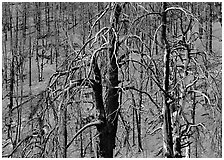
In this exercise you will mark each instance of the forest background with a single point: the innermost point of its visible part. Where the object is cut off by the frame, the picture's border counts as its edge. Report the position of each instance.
(112, 79)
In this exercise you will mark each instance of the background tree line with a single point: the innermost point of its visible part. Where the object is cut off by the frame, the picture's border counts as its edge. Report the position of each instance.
(111, 79)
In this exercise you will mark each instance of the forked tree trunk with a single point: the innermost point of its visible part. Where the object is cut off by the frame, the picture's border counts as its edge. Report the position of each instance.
(167, 127)
(109, 116)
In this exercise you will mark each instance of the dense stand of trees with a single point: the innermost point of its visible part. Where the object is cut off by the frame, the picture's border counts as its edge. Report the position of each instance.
(110, 79)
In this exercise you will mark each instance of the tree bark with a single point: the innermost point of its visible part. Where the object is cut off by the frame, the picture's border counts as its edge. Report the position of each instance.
(167, 126)
(109, 115)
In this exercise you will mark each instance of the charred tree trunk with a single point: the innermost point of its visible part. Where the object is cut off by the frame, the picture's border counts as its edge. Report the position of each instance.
(167, 126)
(109, 115)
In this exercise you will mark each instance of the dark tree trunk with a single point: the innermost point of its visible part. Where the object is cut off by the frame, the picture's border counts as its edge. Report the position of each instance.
(210, 27)
(108, 127)
(167, 126)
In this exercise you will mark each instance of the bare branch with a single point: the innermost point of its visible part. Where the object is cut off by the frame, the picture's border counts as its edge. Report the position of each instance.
(95, 123)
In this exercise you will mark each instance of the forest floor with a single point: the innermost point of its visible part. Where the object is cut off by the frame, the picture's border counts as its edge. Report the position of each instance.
(150, 143)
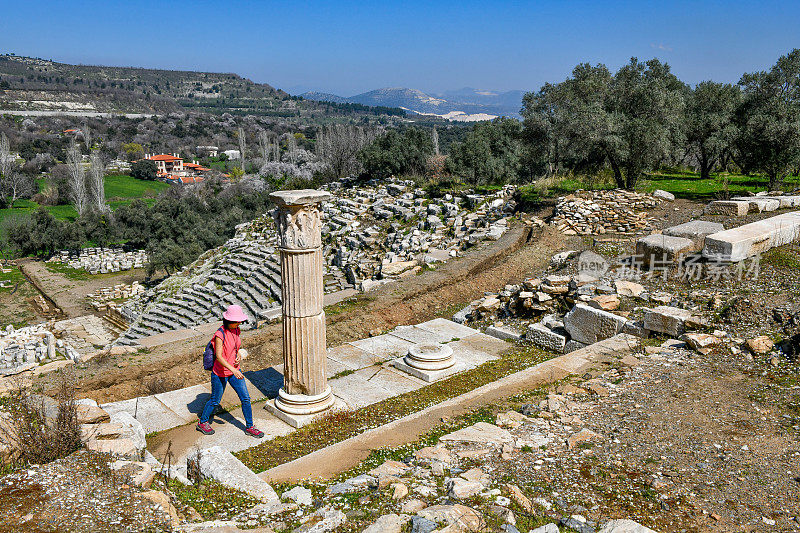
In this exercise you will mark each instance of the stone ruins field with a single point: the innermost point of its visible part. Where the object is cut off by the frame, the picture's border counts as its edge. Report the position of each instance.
(616, 362)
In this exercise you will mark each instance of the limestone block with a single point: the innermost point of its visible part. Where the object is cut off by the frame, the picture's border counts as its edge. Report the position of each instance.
(737, 244)
(546, 338)
(664, 195)
(663, 249)
(696, 230)
(588, 325)
(667, 320)
(220, 465)
(730, 208)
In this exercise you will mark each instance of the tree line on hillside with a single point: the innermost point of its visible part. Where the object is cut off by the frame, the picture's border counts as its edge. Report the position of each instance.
(631, 122)
(179, 226)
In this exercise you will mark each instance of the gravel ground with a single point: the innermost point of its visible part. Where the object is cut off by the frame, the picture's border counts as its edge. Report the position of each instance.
(78, 493)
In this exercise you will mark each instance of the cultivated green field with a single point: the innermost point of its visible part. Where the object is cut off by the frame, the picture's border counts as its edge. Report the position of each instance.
(120, 190)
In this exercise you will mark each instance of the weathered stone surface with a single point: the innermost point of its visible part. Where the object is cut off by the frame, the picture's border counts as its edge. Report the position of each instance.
(760, 345)
(588, 325)
(325, 520)
(299, 495)
(552, 527)
(667, 320)
(546, 338)
(746, 241)
(462, 488)
(91, 414)
(623, 526)
(503, 333)
(606, 302)
(584, 435)
(696, 231)
(701, 342)
(220, 465)
(389, 468)
(388, 523)
(730, 208)
(663, 249)
(467, 518)
(481, 433)
(664, 195)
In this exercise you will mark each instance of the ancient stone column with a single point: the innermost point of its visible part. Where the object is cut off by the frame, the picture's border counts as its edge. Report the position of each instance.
(298, 220)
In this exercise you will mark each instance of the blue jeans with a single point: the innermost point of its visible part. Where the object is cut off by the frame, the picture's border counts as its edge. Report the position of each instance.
(218, 387)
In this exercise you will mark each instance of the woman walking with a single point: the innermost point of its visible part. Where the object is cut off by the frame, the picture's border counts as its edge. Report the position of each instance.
(227, 359)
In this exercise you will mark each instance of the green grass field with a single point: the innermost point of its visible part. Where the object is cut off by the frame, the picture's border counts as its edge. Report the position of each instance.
(689, 185)
(120, 190)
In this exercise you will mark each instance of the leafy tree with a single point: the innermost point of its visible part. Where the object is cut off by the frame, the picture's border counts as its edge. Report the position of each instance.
(491, 153)
(630, 121)
(709, 124)
(397, 153)
(144, 169)
(768, 119)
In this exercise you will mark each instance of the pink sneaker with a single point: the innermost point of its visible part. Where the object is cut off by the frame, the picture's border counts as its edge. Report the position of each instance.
(253, 432)
(204, 428)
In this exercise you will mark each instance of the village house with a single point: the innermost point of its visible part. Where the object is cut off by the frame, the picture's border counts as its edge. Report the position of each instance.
(172, 169)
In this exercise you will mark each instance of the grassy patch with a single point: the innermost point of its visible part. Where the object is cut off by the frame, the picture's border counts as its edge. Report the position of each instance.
(339, 426)
(211, 499)
(786, 257)
(348, 304)
(690, 185)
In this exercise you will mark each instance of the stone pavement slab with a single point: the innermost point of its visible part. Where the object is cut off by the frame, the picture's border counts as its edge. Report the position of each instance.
(154, 415)
(448, 328)
(395, 382)
(354, 358)
(357, 391)
(385, 346)
(420, 336)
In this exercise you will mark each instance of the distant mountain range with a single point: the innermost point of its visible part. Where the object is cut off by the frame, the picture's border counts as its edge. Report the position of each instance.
(462, 104)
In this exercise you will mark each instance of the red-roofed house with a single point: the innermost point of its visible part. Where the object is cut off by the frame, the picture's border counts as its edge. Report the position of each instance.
(172, 169)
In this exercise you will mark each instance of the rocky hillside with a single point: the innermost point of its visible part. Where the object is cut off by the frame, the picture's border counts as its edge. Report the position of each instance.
(43, 85)
(460, 103)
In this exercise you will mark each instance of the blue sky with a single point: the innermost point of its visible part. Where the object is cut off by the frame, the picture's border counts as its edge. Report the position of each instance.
(350, 47)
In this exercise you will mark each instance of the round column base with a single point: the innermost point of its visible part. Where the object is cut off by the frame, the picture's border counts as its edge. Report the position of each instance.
(302, 404)
(430, 357)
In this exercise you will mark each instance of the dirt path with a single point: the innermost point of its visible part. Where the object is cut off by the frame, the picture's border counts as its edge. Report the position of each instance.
(433, 293)
(70, 294)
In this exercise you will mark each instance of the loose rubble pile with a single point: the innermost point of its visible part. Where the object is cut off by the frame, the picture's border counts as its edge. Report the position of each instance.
(101, 260)
(599, 212)
(30, 346)
(380, 231)
(373, 234)
(102, 298)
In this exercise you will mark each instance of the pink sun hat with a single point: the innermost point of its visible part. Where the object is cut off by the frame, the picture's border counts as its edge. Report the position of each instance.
(234, 313)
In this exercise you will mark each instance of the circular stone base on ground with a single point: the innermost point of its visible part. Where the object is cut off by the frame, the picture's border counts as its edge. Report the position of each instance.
(430, 357)
(301, 404)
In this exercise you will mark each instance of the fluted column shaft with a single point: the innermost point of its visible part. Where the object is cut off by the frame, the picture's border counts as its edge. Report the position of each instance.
(298, 220)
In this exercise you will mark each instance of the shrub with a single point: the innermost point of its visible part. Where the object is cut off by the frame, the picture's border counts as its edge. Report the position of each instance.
(42, 436)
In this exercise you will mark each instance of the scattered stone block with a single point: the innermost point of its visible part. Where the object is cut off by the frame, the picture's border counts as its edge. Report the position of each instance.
(480, 433)
(729, 208)
(760, 345)
(628, 288)
(503, 333)
(667, 320)
(220, 465)
(546, 338)
(663, 250)
(737, 244)
(624, 526)
(584, 435)
(664, 195)
(696, 231)
(588, 325)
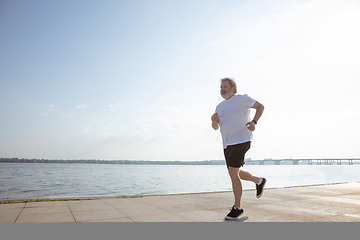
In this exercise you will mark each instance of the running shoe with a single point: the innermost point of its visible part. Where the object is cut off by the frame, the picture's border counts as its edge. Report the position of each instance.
(260, 188)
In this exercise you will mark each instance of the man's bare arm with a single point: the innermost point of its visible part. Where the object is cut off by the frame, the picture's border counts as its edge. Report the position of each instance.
(215, 121)
(259, 110)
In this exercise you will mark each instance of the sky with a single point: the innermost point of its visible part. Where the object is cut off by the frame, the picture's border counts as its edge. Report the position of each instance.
(139, 80)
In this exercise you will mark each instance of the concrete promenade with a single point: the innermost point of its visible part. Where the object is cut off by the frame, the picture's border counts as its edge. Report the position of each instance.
(322, 203)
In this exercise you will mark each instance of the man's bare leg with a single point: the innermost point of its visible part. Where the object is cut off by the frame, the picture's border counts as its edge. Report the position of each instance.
(236, 184)
(244, 175)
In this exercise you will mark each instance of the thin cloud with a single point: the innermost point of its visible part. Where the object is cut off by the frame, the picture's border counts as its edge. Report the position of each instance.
(81, 106)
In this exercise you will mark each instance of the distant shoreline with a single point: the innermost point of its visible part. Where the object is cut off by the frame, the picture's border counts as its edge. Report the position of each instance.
(339, 161)
(90, 161)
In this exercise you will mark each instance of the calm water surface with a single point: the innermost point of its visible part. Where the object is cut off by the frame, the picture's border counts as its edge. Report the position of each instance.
(52, 180)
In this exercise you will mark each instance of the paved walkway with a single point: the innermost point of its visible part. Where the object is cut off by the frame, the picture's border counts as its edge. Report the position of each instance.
(324, 203)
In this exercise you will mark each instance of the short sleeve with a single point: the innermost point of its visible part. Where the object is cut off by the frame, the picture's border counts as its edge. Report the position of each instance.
(248, 101)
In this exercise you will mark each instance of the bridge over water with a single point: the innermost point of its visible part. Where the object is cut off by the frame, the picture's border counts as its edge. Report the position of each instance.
(325, 161)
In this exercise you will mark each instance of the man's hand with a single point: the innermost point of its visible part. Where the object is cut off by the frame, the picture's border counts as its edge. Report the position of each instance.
(215, 121)
(251, 126)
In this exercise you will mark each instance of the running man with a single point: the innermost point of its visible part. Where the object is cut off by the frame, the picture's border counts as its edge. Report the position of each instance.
(232, 116)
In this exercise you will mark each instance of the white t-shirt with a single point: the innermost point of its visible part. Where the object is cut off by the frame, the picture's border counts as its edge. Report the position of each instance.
(233, 116)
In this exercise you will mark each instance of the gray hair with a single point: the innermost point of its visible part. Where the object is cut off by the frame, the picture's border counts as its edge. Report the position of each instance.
(231, 82)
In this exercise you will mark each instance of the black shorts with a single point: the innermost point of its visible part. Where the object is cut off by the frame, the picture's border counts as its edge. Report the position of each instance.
(235, 154)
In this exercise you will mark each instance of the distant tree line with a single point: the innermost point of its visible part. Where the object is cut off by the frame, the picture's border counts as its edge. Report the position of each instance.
(92, 161)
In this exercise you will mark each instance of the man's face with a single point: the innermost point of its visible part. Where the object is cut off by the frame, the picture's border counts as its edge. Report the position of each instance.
(226, 90)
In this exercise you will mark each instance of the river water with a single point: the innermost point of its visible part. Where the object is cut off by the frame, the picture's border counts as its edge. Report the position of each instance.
(53, 180)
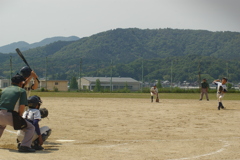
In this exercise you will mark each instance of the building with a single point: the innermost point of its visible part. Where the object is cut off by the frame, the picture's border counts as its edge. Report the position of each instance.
(117, 83)
(60, 85)
(5, 83)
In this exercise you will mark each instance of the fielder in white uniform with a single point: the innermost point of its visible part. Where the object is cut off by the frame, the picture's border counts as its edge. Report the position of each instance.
(154, 92)
(220, 94)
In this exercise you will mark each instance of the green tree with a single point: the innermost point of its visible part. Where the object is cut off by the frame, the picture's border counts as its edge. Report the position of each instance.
(73, 83)
(97, 87)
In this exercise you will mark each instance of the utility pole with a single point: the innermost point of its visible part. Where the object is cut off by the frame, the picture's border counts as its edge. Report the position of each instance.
(142, 75)
(111, 79)
(227, 69)
(199, 74)
(46, 72)
(171, 73)
(10, 69)
(80, 73)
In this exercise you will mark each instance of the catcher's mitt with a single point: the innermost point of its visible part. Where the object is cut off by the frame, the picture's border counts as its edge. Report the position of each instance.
(44, 112)
(220, 89)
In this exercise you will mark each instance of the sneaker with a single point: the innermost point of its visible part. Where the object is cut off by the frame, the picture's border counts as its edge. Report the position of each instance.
(25, 149)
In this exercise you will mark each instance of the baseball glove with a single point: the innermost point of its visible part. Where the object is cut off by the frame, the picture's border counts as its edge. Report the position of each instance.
(44, 112)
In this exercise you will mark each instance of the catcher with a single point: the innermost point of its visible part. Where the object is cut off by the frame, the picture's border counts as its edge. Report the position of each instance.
(34, 114)
(221, 90)
(154, 91)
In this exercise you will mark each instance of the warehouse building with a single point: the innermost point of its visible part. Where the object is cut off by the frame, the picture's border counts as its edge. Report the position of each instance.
(60, 85)
(116, 83)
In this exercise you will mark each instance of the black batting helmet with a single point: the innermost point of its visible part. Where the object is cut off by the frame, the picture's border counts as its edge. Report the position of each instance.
(26, 71)
(34, 101)
(17, 78)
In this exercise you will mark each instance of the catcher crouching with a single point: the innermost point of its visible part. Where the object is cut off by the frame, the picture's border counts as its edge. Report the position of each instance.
(34, 114)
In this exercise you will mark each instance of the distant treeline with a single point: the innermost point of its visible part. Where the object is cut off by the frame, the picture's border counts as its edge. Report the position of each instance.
(165, 54)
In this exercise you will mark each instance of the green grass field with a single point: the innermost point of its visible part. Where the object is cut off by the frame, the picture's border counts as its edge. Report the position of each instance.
(228, 96)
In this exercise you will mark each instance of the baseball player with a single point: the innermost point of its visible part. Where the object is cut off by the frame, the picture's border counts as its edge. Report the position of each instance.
(30, 77)
(33, 115)
(204, 89)
(221, 90)
(154, 92)
(15, 97)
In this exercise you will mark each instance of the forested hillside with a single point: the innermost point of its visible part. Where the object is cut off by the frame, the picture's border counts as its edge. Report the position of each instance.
(163, 52)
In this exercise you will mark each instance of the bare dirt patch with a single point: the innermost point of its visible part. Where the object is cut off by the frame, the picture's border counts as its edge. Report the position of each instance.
(134, 129)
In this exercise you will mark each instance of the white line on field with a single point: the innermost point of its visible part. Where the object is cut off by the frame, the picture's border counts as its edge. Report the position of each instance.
(63, 140)
(226, 144)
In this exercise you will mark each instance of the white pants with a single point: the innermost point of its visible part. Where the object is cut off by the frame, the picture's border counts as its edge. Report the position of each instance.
(20, 133)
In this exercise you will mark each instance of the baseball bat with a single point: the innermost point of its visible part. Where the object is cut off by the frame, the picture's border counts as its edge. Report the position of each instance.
(23, 58)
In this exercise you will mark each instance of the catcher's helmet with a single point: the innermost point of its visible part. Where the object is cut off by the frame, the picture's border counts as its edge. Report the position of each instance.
(34, 101)
(26, 71)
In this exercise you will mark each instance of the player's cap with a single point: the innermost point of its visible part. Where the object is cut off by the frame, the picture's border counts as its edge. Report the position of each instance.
(17, 78)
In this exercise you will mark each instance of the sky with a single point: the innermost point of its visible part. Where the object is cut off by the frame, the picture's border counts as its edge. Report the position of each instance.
(34, 20)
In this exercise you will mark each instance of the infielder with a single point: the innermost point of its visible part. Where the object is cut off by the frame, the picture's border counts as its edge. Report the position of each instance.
(154, 92)
(204, 89)
(221, 89)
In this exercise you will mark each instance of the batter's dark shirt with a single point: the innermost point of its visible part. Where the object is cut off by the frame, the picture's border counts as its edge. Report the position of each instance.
(205, 85)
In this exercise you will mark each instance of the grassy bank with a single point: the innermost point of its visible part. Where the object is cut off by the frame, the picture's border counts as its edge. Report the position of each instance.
(228, 96)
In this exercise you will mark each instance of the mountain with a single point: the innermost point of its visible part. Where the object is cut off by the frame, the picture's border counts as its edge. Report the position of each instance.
(23, 46)
(213, 53)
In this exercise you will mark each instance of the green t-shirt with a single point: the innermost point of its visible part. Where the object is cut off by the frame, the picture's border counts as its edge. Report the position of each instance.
(10, 96)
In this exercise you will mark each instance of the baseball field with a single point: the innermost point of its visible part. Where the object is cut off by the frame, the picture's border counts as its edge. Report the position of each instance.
(102, 128)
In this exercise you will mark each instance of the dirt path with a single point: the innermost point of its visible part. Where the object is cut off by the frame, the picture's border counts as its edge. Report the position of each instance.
(134, 129)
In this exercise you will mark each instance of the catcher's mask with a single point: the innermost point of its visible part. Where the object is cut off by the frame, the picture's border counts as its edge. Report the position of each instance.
(34, 101)
(25, 72)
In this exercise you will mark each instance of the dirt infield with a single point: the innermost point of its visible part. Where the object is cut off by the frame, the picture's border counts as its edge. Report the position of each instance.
(134, 129)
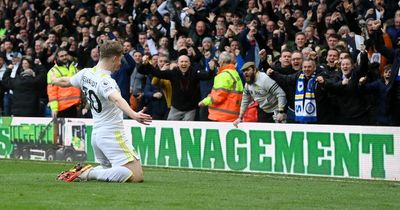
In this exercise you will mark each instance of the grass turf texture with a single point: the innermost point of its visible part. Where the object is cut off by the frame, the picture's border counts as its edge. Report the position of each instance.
(32, 185)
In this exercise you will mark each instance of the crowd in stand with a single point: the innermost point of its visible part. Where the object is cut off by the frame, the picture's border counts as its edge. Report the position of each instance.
(295, 61)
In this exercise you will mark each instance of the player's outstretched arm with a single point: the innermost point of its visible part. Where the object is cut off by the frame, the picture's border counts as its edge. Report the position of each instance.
(120, 102)
(62, 81)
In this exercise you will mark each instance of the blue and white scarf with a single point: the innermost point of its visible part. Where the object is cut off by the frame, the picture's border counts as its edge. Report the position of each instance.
(304, 102)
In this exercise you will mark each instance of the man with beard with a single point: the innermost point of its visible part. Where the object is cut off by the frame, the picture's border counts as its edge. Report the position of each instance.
(266, 92)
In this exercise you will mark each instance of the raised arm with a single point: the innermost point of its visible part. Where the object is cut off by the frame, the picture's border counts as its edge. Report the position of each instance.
(61, 81)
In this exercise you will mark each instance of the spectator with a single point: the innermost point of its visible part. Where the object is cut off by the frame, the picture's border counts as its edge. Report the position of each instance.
(224, 100)
(270, 97)
(63, 102)
(185, 86)
(311, 103)
(25, 84)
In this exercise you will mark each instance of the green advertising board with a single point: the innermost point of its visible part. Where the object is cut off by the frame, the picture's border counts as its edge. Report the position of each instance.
(317, 150)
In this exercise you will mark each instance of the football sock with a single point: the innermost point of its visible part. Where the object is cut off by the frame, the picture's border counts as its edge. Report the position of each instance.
(114, 174)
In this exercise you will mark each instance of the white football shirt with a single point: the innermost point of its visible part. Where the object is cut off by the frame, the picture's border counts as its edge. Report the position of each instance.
(97, 85)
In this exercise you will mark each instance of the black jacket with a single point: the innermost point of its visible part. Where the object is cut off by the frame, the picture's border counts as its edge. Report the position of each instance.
(185, 87)
(26, 92)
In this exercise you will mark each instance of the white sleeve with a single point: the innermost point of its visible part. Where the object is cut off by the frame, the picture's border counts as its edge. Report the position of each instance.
(107, 86)
(77, 78)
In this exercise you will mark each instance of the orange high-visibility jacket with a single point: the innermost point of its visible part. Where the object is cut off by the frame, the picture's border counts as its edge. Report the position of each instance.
(61, 98)
(224, 100)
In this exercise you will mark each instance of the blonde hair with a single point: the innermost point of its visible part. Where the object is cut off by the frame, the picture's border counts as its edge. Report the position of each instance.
(110, 48)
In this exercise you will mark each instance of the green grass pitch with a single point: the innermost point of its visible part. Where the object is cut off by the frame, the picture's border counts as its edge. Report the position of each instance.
(32, 185)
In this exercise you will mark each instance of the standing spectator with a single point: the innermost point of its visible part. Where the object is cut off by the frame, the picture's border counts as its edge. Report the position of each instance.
(380, 89)
(185, 81)
(157, 92)
(224, 100)
(266, 92)
(353, 108)
(63, 102)
(3, 69)
(25, 85)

== == ==

▶ **Task requirements**
Print the line that contains "the white sleeve" and each line after it up to the end of the listing, exactly as written.

▶ **Solution to the exercise**
In this exercise you will mark each instance of the white sleeve with a single point: the innermost point of its visible part. Where the object is cut off by the frame, the picture's border counts as its edge. Report the position of each instance.
(107, 86)
(77, 78)
In this exercise you will mark each instance of the orange high-visibility jacket with a single point: the innermost point of its visible part. Where the object is cut off by the frame, the picture's border counts as its edge. Report the position of each instance.
(61, 98)
(224, 100)
In this exercise you will mark each instance of the blonde hair with a single point: the innermost point of its visible part. Where the object is cut off by the frame, the picture's border counts as its edge. Report the position of each instance.
(110, 48)
In this exercise you will mark each instance of the green grass pitch with a single point: the innermost point of its visible part. Where the object is cut off by the frame, the picture's border counts as its edge. Report the position of each instance.
(32, 185)
In this exercise you will mark each instance of the standing spectator with a single point: the innermost point of its visible part. Where the object is cut off by the frame, the picture's border counts as its edge. Report the position of each instance.
(380, 89)
(185, 81)
(157, 92)
(224, 100)
(266, 92)
(353, 108)
(63, 102)
(3, 69)
(25, 85)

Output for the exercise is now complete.